**TEXT SECTION**
Frank Montero: Eighteen years ago, we were on the heels of what was a pretty dramatic deregulatory step. You had some pretty dramatic lifting of media ownership caps in the wake of the 1996 Telecommunications Act that triggered a feeding frenzy driving radio prices and radio multiples sky-high. Back then, stations were trading at 16, 17, 18 times cash flow. It was absolutely insane. You had companies like Chancellor, SFX and Clear Channel, just buying each other out like crazy.

Clearly, this new administration is making rumbling noises about taking an even more deregulatory stand toward the media landscape. You have two Republican commissioners who are likely to stay, Michael O’Rielly and Ajit Pai, both of whom have been, comparatively speaking, friendly to the broadcast industry, and especially to the radio industry.

Ajit Pai in particular has taken an interest in creating a new class of FM station and in AM revitalization; O’Rielly has taken a stand against pirates.

But this president-elect has not exactly been a huge fan of what he calls the “liberal media” and has already made some noises that he would not favor something like the Time Warner-AT&T merger and may not be a big fan of any further media consolidation.

RW: How does the commission itself change as the Trump administration takes power?
Montero: Let’s walk through a couple of scenarios. It now appears that [Democratic Commissioner Jessica] Rosenworcel will not be confirmed. [Republican Commissioner] Pai will likely become the Acting Chair.

When [Democratic Chairman] Tom Wheeler leaves, you’ve got three FCC commissioners, and Republicans will have a majority of the votes, 2–1, that’s a quorum, and they can really start getting into gear.

But there’s another interesting scenario … what if [Democratic Commissioner] Mignon Clyburn leaves also? Now you don’t have a quorum, and you have two Republican commissioners, but everything is held up until you’re able to get a third or more commissioners appointed and passed through Senate confirmation to get things moving again.

RW: What are some of the priorities you expect a new FCC to tackle?
Montero: One that I’ve heard a lot of people discuss on the radio side are the sub-caps on radio ownership, the ability to have a greater allocation of FM versus AM or AM versus FM. Right now, if you can have seven stations in a market, you’re limited to four FMs and three AMs, but a complete lifting would allow you to go to the full limit within one service, which could have a much bigger impact than might be appreciated.

RW: Do you think they’d allow, say, one company to own eight FMs in Los Angeles or New York?
Montero: Even with this president-elect, I think they might see a complete lifting of the sub-caps as a “safe” step without going to a complete lifting of the ownership caps and without undercutting the position they may take on larger mergers that may impact the whole telecommunications landscape.

The only thing is, if they are lifted, I would be a little worried for AM. I think that AM is struggling now. I would be a little worried that if there were no sub-cap and a limit of eight stations in a market and all eight could be FM, that current group owners might start shedding AMs like crazy. It would be a good little shot in the arm for FM, but you could see it further depress the value of AMs.

RW: Is that ultimately a good or a bad thing for minority owners, if it were to put some bigger AM signals on the market at low prices?

**ROWS**
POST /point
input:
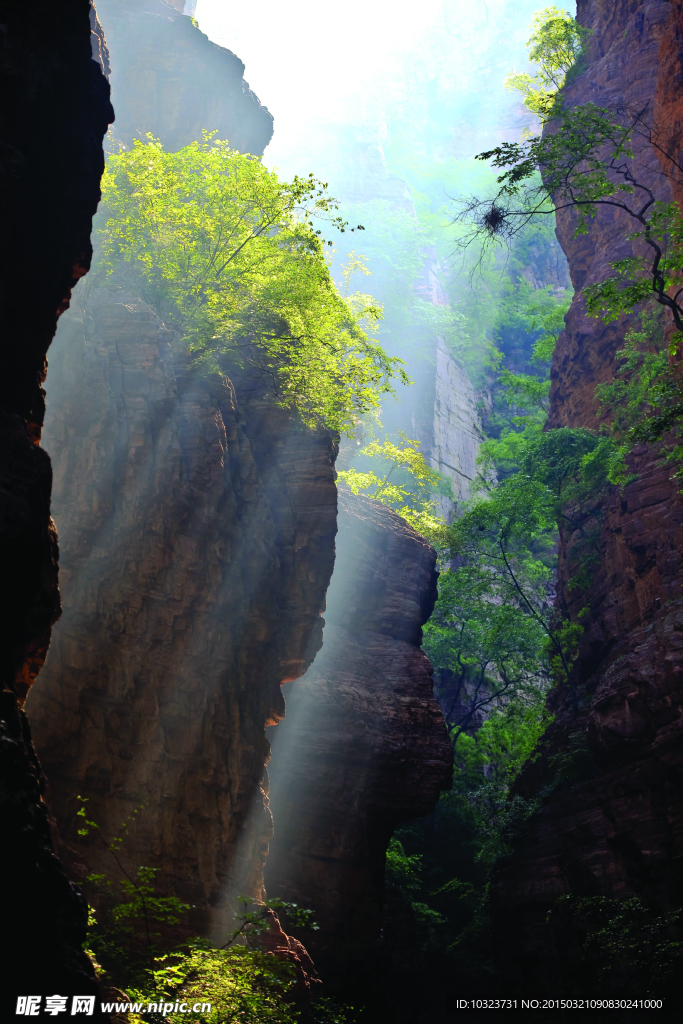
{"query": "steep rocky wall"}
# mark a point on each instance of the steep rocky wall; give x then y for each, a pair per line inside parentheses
(612, 823)
(53, 112)
(198, 527)
(364, 745)
(169, 79)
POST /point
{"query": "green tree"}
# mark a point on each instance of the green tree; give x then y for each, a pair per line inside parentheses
(229, 256)
(407, 483)
(556, 45)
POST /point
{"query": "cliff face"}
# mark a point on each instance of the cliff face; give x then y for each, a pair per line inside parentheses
(364, 745)
(53, 112)
(198, 527)
(169, 79)
(612, 823)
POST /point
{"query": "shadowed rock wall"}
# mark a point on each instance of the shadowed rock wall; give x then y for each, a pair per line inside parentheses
(198, 525)
(614, 825)
(53, 112)
(364, 745)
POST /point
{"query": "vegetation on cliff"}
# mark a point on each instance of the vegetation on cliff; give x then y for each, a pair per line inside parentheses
(229, 257)
(583, 162)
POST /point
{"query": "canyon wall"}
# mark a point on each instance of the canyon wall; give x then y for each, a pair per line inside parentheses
(198, 524)
(169, 79)
(364, 745)
(609, 777)
(54, 111)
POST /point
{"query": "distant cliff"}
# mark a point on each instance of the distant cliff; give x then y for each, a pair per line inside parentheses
(169, 79)
(611, 824)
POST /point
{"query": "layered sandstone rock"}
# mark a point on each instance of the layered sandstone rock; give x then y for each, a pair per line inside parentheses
(364, 745)
(198, 525)
(610, 777)
(53, 112)
(169, 79)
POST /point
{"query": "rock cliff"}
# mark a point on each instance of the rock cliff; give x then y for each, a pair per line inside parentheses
(364, 745)
(198, 525)
(169, 79)
(53, 113)
(610, 821)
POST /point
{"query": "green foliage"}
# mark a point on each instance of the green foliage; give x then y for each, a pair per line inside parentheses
(240, 981)
(407, 483)
(556, 45)
(440, 863)
(241, 984)
(229, 256)
(624, 943)
(644, 401)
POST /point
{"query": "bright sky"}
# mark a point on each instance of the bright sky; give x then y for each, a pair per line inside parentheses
(319, 61)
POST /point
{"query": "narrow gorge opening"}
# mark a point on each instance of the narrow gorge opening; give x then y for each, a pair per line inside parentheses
(358, 699)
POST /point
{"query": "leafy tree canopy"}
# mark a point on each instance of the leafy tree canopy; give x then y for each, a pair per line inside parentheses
(555, 45)
(229, 256)
(407, 483)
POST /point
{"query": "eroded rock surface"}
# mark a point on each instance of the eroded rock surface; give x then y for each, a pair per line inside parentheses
(169, 79)
(364, 745)
(198, 525)
(53, 113)
(611, 819)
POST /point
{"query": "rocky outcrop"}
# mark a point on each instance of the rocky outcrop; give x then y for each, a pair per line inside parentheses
(611, 816)
(364, 745)
(198, 524)
(53, 112)
(169, 79)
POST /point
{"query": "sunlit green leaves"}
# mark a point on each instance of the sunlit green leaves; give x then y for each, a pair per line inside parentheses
(228, 255)
(556, 44)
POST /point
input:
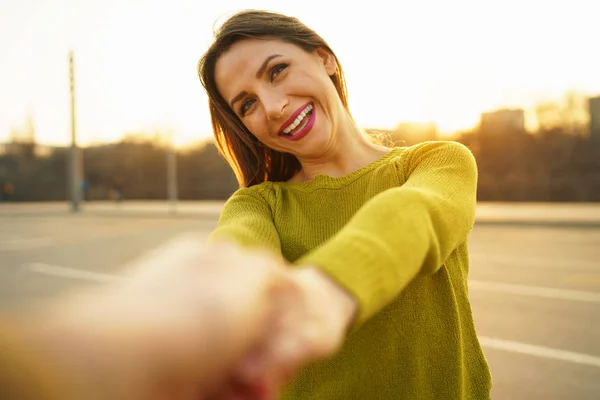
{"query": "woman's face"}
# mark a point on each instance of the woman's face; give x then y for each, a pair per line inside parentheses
(282, 94)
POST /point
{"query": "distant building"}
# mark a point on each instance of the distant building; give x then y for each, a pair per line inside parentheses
(503, 121)
(594, 108)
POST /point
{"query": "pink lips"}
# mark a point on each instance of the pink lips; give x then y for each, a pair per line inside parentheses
(309, 124)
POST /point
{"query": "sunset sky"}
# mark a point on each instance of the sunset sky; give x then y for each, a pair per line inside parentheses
(442, 61)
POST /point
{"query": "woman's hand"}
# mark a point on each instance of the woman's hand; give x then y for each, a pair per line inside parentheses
(171, 329)
(313, 317)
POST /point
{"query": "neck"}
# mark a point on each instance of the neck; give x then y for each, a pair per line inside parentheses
(349, 151)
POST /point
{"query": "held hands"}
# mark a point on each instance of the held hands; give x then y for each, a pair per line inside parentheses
(194, 322)
(309, 324)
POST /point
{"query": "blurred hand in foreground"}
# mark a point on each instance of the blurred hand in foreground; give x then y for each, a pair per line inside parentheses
(173, 328)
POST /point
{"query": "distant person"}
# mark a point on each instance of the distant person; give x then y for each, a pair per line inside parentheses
(118, 190)
(380, 233)
(8, 191)
(85, 188)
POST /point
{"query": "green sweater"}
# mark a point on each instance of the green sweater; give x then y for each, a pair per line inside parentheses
(394, 234)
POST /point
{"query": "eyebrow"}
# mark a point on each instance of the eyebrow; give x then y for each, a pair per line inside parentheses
(259, 73)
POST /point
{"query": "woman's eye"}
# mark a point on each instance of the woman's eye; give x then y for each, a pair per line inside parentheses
(276, 70)
(246, 104)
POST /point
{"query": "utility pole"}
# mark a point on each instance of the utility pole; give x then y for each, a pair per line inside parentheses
(75, 174)
(172, 175)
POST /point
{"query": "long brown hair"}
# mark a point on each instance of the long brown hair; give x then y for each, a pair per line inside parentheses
(252, 162)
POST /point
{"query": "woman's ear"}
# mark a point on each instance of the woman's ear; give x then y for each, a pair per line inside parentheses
(328, 59)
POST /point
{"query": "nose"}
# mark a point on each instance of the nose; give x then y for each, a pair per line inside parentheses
(274, 104)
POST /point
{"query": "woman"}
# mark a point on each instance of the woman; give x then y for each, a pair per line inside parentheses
(378, 236)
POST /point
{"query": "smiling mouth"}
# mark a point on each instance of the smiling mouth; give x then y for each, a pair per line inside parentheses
(299, 123)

**CHALLENGES**
a) Please write out the radio ownership interview starting with "Clearly, this new" and going on through "further media consolidation.".
b) According to the radio ownership interview, when an owner may hold seven stations in a market, how are those stations currently split between FM and AM?

**EXPECTED OUTPUTS**
a)
Clearly, this new administration is making rumbling noises about taking an even more deregulatory stand toward the media landscape. You have two Republican commissioners who are likely to stay, Michael O’Rielly and Ajit Pai, both of whom have been, comparatively speaking, friendly to the broadcast industry, and especially to the radio industry.

Ajit Pai in particular has taken an interest in creating a new class of FM station and in AM revitalization; O’Rielly has taken a stand against pirates.

But this president-elect has not exactly been a huge fan of what he calls the “liberal media” and has already made some noises that he would not favor something like the Time Warner-AT&T merger and may not be a big fan of any further media consolidation.

b) Four FMs and three AMs.